> _Problem description_
Scale the bounding-box coordinates in part of the listing. Begin at the line that contains "User intent: locate the red" and stop after the line that contains "[[0, 891, 1270, 952]]". Write out only every line in that range, keeping all other text unchanged and multiplying each coordinate by 1.9, then rounding it to a whole number with halves rounded up.

> _Data shown_
-=-=-=-=-

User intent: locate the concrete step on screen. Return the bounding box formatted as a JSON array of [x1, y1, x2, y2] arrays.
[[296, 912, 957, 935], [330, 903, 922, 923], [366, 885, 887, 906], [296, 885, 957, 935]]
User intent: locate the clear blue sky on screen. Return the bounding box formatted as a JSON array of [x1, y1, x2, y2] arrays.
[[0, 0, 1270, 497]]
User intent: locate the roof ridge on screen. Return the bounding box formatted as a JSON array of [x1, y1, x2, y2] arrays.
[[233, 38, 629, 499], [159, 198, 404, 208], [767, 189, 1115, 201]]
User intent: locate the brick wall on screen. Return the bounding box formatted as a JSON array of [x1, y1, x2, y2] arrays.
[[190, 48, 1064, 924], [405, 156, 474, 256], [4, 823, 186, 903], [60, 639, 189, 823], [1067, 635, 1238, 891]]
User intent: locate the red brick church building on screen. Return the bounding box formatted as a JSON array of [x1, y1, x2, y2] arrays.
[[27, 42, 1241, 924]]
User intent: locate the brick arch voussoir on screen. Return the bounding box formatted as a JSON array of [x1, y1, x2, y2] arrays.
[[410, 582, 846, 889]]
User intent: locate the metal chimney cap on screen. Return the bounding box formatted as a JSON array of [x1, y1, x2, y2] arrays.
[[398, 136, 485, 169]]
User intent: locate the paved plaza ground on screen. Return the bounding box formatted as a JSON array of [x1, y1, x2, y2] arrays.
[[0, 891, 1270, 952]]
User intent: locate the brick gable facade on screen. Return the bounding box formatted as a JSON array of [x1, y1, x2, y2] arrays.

-=-=-=-=-

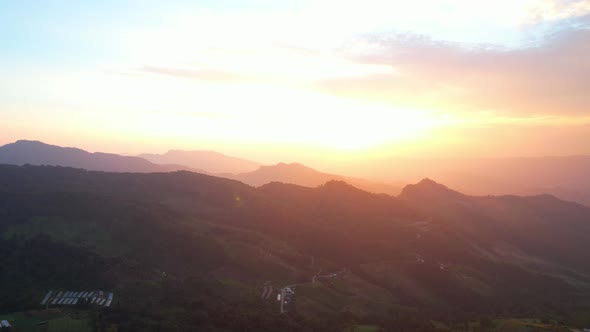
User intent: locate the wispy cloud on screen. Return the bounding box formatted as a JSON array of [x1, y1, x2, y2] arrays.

-=-=-=-=-

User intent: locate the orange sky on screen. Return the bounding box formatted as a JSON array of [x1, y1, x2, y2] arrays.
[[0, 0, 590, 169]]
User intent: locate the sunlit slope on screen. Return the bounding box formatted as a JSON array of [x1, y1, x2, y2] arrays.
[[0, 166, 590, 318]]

-=-=-=-=-

> _Task response_
User intent: locate the red brick church building on screen. Return the bounding box formatted as a JSON array of [x1, y1, x2, y2] arrays.
[[51, 80, 2358, 1756]]
User intent: locate the brick arch voussoir on screen. Return the bounding box formatted as a JSON array of [x1, y1, x2, y2] arrays.
[[779, 1106, 1607, 1689]]
User intent: locate the metal chimney cap on screen. Return the bounding box formatted as a JSON array of [x1, y1, x2, y2] arrays.
[[756, 258, 922, 321]]
User intent: locate the paved plaza ground on screen. Return the bounding box formatted as a JSON array of [x1, y1, x2, y2] arrays.
[[0, 1693, 2413, 1809]]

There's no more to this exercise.